> SUPPLIED PASSAGE:
Absent from the televised version but present here is the treachery of Number Six's superior, the Colonel, speaking to an unidentified 'Voice' who is never seen and is observing the transplanted Number Six's actions. Finally, the script makes inventive use of McGoohan's short time. One scene has Number Two conversing with Oscar-in-Six's-body, who is represented through what the script describes as a single shot of McGoohan. Later, the script has Number Two watching "appropriate stockshots" of Number Six, whose body Oscar occupies, with Number Two commenting that Oscar lacks Six's charm, and when Six awakens restored to his own body, he declares, "I'll tell you nothing! I'm a free man!"

At the end, Six sits with the dying Saltzman before revealing that the reversal process didn't need three men. "Only one could end up free," says Number Six in this brief scene. "It could have been me. But I felt it should be Saltzman. Because I'm going to escape anyway."

This script was apparently rewritten, in the absence of Patrick McGoohan, and after the departure of George Markstein, becoming what was seen onscreen.

> LIST OF TASKS:
1. According to the script passage, what is the Colonel's relation to Number Six?
2. List every story character mentioned in the script passage, leaving out the real people behind the production.
3. Echo the script passage word for word, starting at "At the end, Six" and ending at "was seen onscreen.".

> ENTRIES PROVIDED:

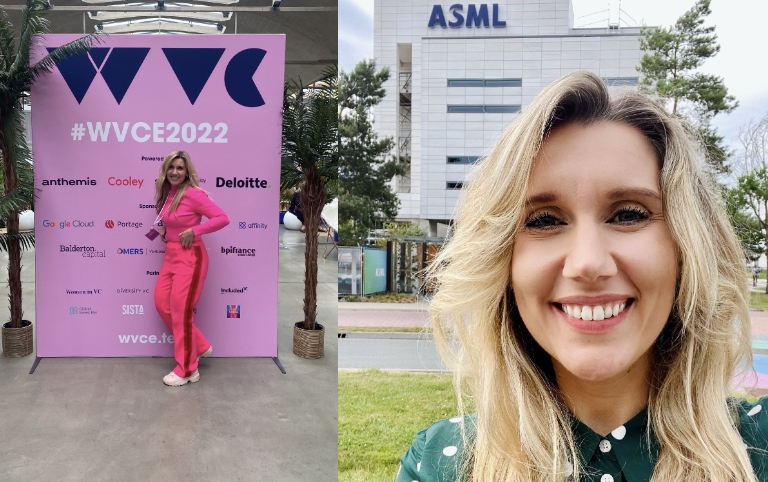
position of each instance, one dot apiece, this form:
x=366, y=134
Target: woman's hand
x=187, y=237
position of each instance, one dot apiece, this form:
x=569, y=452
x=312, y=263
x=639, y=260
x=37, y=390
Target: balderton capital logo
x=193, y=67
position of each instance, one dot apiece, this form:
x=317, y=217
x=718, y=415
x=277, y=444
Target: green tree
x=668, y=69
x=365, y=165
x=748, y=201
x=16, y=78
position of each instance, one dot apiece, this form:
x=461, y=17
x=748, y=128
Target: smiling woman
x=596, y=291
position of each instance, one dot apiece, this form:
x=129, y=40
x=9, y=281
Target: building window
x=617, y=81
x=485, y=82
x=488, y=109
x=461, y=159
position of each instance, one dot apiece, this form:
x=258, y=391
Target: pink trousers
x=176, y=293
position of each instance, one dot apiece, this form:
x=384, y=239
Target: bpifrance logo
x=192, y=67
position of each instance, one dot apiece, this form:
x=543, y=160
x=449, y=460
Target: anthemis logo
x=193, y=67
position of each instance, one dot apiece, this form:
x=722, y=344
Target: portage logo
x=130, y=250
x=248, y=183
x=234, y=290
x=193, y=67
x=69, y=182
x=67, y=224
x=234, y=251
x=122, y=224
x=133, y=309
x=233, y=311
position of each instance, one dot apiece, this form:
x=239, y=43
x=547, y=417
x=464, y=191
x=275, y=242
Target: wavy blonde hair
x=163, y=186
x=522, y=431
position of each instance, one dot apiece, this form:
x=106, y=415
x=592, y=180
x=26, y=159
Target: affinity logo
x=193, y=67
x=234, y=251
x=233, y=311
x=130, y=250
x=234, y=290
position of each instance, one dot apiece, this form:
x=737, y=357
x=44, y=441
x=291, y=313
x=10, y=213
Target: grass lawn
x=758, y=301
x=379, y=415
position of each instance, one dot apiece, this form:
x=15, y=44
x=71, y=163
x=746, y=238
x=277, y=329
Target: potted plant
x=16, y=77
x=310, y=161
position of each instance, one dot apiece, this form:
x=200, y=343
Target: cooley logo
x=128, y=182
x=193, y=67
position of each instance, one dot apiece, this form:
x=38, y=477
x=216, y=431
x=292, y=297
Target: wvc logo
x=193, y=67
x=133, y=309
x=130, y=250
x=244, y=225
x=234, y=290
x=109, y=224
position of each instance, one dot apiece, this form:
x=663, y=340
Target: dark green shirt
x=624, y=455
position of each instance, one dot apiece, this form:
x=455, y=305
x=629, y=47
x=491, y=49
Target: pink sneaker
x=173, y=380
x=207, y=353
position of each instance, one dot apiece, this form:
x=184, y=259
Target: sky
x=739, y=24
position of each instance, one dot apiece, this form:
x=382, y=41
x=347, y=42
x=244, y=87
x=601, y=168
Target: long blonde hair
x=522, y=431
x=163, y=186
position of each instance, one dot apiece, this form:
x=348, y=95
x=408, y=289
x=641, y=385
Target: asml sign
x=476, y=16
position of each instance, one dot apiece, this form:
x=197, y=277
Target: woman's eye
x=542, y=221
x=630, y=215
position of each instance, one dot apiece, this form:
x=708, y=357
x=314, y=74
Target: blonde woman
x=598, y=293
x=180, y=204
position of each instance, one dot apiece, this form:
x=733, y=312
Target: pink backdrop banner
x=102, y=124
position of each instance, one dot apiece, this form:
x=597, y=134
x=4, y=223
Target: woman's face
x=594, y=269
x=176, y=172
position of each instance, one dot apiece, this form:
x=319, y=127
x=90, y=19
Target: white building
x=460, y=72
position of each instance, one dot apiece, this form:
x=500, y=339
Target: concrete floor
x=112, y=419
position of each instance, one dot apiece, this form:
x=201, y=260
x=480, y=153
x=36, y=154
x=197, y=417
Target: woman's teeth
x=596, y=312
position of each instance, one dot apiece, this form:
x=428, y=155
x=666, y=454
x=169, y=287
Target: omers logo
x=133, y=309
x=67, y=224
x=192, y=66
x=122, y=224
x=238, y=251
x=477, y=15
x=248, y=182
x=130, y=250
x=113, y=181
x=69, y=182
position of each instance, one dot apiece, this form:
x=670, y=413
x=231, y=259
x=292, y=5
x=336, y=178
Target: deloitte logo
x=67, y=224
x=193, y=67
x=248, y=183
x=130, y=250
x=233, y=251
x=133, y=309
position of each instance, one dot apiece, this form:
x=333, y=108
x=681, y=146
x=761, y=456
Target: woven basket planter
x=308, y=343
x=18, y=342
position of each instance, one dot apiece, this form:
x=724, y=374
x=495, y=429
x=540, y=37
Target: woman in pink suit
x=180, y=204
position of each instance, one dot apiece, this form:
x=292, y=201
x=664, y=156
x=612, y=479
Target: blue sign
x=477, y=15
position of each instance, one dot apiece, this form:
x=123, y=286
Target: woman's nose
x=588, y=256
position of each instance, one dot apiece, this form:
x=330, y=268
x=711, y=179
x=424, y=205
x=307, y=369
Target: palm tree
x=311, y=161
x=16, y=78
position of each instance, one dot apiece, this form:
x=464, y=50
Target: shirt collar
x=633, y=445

> RESPONSES PER TASK:
1. The Colonel is Number Six's superior.

2.
- Number Six
- the Colonel
- the 'Voice'
- Number Two
- Oscar
- Saltzman

3.
At the end, Six sits with the dying Saltzman before revealing that the reversal process didn't need three men. "Only one could end up free," says Number Six in this brief scene. "It could have been me. But I felt it should be Saltzman. Because I'm going to escape anyway."

This script was apparently rewritten, in the absence of Patrick McGoohan, and after the departure of George Markstein, becoming what was seen onscreen.